==== SEZIONE DI TESTO
E altrettanto assurdo fu che proprio quell’autopsia desse occasione per il parziale smembramento della salma: Possagno, il paese natale del Canova, la contese infatti a Venezia, ottenendola per accoglierlo provvisoriamente nella sagrestia della vecchia Chiesa parrocchiale, in attesa che venisse terminata l’imponente tomba appositamente eretta per lui nel Tempio canoviano. Lì venne poi anche portata, dopo varie vicissitudini, la mano destra dell’artista, simbolo della sua arte e che, racchiusa in un’urna di porfido rosso, era stata collocata per qualche tempo all’ingresso dell’Accademia di Belle Arti di Venezia. In Santa Maria Gloriosa dei Frari, quindi, nella tomba destinata al grande artista venne deposto unicamente il suo cuore: singolare e imprevista coincidenza con l’Egitto dei faraoni e l’uso di conservare separatamente i visceri dal resto del corpo del defunto.
4. Quando una mummia può diventare “galeotta”
Nella scorsa, torrida estate del 2022, all’Arena di Verona è stata rappresentata una nuova edizione di Aida, l’opera che Verdi, convinto dagli amici ad accettare il munifico invito del chedivè, aveva composto di slancio in soli sei mesi, dalla tarda primavera alla fine del 1870.
Prima di allora, a dire il vero, a Verdi, era già stato chiesto di comporre un inno appositamente dedicato alla inaugurazione del Canale di Suez, ma il Maestro aveva opposto un netto rifiuto. Nonostante tale diniego, tuttavia, il suo incontro con l’Egitto doveva avvenire comunque, coinvolgendolo nelle conseguenze particolarmente significative sviluppatesi da una vicenda surreale di cui, senza averlo premeditato e voluto, si trovò attore.
Nella stagione operistica 1868/69 del Carlo Felice di Genova figuravano in cartellone due ben collaudate opere verdiane, Un ballo in maschera e La forza del destino. Protagonista femminile di entrambe era Teresa Stolz, il soprano boemo riconosciuta ormai come l’interprete verdiana per eccellenza. La Stolz, infatti, possedeva la voce perfetta per i ruoli drammatici, i prediletti da Verdi, nei quali la cantante poteva dare massima prova, oltre che delle proprie virtù canore, anche del temperamento e delle attitudini teatrali necessarie ad impersonare le eroine per cui quella musica era stata scritta.
L’intesa fra autore ed esecutrice era, così, quasi inavvertitamente passata dalla fase puramente artistica a quella di una marcata intesa personale; al punto che la Stolz, allontanatasi repentinamente dal direttore d’orchestra Mariani col quale, fino ad allora si era accompagnata, non faceva più alcun mistero della affettuosa confidenza che la legava a Verdi. Lei, da donna libera e spregiudicata qual era, non si preoccupava affatto dei pettegolezzi che accompagnavano ovunque la coppia. Verdi, invece, più prudente, si sforzava di salvare almeno le apparenze; tant’è vero che, per i comuni impegni professionali genovesi, aveva prenotato all’Hotel de Londres per sé e per il soprano, ben tre camere distinte; loro due consumavano in camera anche i pasti, per non interrompere l’approfondimento della partitura prima della rappresentazione, come da giustificazione ufficiale, o per aver maggior riservatezza per motivo vero.
========
==== MATERIALE FORNITO
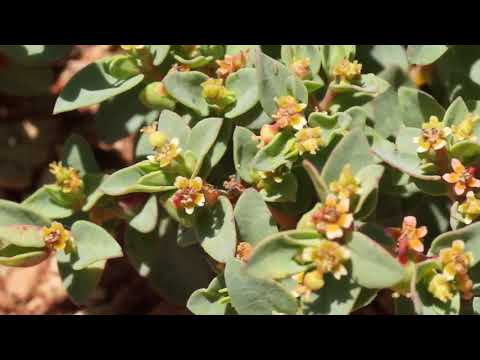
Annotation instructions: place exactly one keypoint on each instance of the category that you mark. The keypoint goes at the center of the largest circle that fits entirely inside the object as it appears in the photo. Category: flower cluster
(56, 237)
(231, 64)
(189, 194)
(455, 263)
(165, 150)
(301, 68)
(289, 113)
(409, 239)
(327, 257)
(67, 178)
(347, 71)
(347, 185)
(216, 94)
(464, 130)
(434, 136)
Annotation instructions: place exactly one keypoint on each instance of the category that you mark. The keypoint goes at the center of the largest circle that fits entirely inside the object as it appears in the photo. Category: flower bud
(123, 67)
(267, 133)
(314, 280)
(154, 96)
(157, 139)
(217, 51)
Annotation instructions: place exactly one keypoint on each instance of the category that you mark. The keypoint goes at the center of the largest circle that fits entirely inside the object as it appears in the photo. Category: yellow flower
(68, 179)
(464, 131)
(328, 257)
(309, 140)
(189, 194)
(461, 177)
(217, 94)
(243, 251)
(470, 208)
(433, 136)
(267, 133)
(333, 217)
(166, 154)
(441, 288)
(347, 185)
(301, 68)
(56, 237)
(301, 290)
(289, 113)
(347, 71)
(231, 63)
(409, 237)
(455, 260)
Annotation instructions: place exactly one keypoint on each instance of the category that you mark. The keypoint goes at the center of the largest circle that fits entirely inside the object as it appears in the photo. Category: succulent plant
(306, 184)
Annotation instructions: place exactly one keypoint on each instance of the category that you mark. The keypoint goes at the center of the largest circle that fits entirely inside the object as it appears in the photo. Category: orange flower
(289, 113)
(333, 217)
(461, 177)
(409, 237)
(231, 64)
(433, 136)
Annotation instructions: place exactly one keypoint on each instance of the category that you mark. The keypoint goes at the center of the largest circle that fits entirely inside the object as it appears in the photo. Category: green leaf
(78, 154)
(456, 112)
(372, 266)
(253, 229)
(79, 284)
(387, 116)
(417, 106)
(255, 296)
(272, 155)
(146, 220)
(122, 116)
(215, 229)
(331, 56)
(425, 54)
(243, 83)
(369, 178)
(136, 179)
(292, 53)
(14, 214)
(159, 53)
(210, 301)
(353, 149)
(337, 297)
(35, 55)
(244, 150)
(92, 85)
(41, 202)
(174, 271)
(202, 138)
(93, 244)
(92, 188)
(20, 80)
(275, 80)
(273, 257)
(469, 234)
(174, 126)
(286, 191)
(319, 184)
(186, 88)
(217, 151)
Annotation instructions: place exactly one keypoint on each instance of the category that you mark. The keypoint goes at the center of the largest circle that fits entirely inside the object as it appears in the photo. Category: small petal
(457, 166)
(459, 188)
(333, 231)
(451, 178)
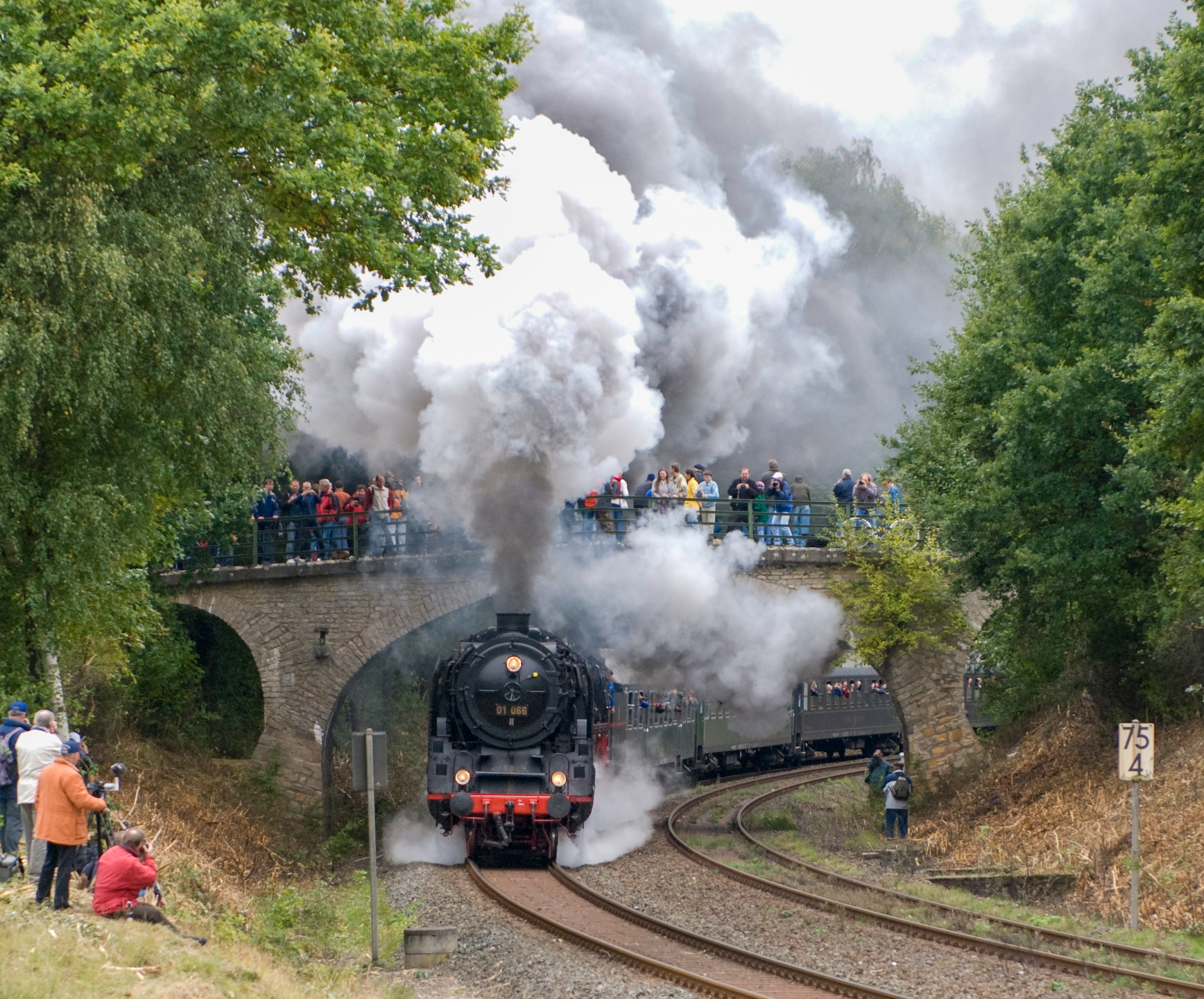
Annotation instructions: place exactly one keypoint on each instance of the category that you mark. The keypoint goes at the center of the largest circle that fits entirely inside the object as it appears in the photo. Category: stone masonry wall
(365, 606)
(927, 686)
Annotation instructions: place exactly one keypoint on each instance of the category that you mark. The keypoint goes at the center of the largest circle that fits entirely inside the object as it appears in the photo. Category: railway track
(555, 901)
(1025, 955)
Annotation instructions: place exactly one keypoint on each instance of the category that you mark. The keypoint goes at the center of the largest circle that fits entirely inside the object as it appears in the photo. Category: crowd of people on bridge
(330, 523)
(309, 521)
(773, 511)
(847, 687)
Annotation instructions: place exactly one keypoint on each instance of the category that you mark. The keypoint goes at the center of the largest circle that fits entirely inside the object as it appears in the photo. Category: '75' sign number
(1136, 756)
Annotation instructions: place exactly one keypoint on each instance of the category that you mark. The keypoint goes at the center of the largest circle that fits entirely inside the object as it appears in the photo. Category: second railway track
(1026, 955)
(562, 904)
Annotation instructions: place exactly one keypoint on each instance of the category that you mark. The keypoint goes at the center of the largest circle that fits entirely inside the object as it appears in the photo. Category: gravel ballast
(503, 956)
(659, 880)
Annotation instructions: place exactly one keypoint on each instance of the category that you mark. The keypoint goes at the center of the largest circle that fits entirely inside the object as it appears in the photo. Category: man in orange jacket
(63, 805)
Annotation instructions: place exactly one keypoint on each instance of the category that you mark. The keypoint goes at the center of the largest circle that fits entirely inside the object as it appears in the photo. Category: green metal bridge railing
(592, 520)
========
COMPITI DELL'ESERCIZIO ->
1: Secondo il brano su Canova e Verdi, in quanto tempo Verdi compose Aida?
2: Per favore, scrivi il seguito del brano su Canova e Verdi, ripartendo da dove si ferma.
Il materiale fornito non ha alcun ruolo in questo lavoro.

LE RISPOSTE ->
1: In soli sei mesi, dalla tarda primavera alla fine del 1870.

2:
Un altro motivo, molto diverso, induceva la Stolz, notoriamente interessata alle arti magiche e all’occultismo, a non lasciare le camere per recarsi in teatro, suggestionata da inquietanti dicerie sugli influssi malefici degli spiriti dei frati domenicani che, malamente scacciati dal convento preesistente abbattuto per far posto alla nuova costruzione teatrale, intendevano vendicarsi su quanti la frequentavano. Non bisogna dimenticare che anche le protagoniste dei due melodrammi che la Stolz si accingeva a interpretare avevano qualche implicazione con la magia e il mondo ultraterreno. Pertanto, in via precauzionale, il soprano aveva condizionato la sua prestazione canora alla garanzia che tali influssi negativi venissero neutralizzati da un antidoto efficace contro il malocchio e la iettatura.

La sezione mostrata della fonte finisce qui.